Given task: Show every line in the entries below that contains the string "wall", copying each one in full. Matching is case-sensitive.

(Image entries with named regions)
══════════
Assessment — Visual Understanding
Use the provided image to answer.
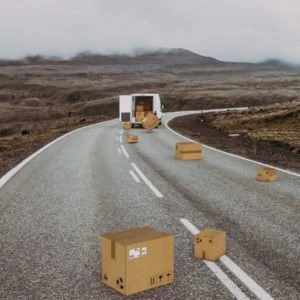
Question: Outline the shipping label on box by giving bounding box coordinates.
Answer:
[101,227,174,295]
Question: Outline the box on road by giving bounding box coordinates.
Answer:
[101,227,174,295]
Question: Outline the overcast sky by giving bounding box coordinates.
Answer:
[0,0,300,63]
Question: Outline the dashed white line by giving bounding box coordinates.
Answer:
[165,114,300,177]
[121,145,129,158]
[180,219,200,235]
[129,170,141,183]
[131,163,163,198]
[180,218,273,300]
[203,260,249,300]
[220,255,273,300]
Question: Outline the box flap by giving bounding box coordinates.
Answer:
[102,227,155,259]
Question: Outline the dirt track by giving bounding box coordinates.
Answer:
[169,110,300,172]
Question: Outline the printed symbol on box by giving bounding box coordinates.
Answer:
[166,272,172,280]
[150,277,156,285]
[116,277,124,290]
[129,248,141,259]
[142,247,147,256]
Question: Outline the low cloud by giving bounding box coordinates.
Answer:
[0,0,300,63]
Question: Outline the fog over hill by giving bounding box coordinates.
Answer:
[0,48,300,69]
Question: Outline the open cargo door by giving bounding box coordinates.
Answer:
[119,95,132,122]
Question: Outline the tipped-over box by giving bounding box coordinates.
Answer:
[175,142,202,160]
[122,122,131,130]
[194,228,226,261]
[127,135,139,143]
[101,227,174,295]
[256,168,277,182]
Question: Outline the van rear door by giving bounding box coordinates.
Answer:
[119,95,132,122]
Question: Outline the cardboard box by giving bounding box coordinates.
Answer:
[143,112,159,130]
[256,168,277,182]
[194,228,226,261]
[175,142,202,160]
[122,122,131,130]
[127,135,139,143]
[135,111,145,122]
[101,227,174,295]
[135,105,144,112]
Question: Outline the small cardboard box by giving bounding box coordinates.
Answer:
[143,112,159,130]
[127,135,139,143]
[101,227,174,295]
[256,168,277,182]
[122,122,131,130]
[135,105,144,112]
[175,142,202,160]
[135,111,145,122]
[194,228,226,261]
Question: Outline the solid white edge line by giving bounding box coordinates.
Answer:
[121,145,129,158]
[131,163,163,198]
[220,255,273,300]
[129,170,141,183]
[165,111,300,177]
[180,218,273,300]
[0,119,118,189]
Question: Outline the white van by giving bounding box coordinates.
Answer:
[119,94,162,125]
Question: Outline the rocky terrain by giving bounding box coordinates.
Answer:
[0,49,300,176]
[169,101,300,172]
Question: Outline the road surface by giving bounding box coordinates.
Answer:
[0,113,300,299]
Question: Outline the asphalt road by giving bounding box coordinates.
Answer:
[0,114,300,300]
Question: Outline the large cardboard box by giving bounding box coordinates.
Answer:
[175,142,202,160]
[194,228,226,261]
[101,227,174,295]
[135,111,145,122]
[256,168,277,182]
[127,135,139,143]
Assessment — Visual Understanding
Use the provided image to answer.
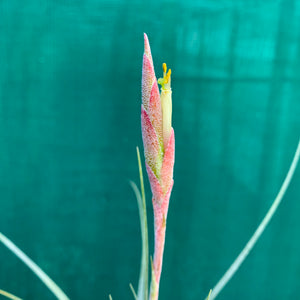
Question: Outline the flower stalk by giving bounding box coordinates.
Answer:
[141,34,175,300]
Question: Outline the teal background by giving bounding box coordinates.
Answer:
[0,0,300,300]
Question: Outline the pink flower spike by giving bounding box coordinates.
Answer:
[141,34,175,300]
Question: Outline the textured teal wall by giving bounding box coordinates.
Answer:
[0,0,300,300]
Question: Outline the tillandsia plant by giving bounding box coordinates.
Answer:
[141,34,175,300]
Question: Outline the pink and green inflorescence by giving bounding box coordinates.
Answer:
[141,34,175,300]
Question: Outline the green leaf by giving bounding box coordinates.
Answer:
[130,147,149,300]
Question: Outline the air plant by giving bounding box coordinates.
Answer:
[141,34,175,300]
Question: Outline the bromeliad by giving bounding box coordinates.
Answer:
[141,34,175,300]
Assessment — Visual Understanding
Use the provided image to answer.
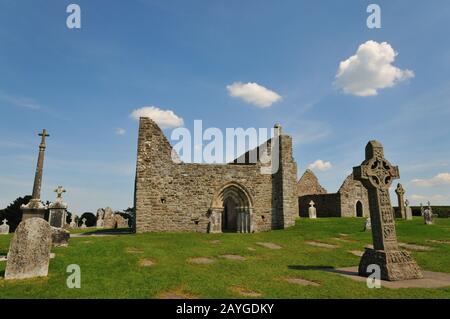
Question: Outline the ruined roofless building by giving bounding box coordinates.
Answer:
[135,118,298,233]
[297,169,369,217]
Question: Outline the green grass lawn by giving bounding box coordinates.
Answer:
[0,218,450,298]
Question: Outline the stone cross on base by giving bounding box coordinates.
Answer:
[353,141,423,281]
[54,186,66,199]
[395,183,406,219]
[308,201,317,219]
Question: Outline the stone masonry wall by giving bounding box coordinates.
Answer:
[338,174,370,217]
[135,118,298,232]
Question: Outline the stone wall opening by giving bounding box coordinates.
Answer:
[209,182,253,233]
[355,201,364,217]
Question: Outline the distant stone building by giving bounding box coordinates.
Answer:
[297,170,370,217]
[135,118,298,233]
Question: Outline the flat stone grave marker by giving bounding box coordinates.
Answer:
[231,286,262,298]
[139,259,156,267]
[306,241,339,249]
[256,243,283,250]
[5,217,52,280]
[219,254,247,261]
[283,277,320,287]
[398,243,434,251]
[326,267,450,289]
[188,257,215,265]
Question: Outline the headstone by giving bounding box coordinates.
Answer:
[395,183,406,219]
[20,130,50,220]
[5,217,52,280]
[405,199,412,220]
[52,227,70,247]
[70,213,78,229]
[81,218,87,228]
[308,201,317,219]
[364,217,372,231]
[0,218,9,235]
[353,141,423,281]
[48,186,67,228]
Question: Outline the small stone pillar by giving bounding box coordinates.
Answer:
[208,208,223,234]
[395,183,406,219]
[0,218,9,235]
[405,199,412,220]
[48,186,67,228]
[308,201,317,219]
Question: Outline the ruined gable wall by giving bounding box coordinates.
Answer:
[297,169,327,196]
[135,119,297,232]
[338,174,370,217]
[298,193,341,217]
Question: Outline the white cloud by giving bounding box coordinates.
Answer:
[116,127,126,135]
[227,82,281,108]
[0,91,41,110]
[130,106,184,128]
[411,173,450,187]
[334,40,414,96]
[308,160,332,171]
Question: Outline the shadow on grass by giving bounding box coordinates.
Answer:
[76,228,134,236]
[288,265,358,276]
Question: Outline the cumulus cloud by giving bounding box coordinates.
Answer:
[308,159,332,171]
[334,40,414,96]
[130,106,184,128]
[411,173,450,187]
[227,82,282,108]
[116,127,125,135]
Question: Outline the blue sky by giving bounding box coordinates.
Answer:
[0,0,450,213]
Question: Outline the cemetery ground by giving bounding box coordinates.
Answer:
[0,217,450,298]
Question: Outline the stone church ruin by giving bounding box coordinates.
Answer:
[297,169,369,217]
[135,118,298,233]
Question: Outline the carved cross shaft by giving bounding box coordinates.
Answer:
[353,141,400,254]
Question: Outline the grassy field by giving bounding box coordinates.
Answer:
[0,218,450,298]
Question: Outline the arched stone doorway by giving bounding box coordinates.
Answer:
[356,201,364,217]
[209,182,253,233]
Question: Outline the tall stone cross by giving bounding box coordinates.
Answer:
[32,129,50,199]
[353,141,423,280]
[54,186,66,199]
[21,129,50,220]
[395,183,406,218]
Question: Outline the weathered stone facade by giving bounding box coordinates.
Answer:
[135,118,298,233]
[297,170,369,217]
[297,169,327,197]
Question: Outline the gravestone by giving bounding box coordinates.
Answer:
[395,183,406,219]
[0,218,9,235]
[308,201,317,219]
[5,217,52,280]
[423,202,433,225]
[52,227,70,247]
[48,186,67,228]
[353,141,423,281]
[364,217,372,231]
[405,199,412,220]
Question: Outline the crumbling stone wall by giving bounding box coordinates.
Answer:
══════════
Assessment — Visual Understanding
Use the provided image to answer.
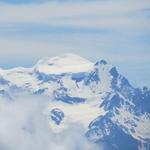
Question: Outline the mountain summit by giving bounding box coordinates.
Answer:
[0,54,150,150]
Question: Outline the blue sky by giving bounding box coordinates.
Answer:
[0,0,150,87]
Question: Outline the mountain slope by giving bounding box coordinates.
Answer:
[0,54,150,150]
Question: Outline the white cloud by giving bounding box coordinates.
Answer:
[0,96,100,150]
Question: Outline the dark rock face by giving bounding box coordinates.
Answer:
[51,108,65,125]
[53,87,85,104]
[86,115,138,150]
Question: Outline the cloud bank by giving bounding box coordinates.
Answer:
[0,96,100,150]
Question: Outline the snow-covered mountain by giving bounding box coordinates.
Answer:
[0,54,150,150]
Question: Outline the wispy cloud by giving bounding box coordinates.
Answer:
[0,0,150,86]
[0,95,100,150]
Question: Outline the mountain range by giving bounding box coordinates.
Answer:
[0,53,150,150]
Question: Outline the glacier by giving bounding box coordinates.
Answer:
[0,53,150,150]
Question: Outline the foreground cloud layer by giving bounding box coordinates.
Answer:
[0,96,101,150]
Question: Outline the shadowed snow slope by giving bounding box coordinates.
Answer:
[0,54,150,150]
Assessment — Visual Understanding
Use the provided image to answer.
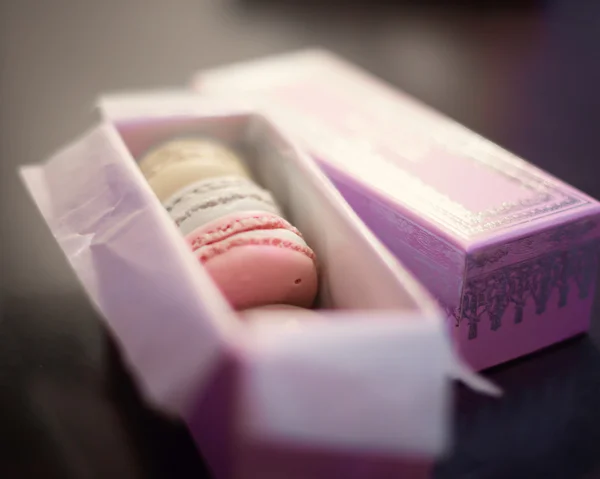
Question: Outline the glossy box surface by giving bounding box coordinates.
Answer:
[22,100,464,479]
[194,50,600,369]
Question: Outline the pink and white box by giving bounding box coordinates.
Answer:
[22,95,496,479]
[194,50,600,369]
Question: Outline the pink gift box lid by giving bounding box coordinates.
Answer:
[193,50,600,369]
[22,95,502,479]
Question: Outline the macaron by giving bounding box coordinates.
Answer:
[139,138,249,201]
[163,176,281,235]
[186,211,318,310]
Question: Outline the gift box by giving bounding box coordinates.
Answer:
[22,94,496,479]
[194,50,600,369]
══════════
Answer in full:
Question: Outline the textured teal wall by giving bounding box coordinates.
Question: Outline the stone masonry wall by giving bounding box coordinates.
Question: Outline the stone wall opening by giving bounding box coordinates.
Question: Outline the ruined gable wall by giving bounding box coordinates.
Question: Outline the crumbling stone wall by giving bounding box coordinates.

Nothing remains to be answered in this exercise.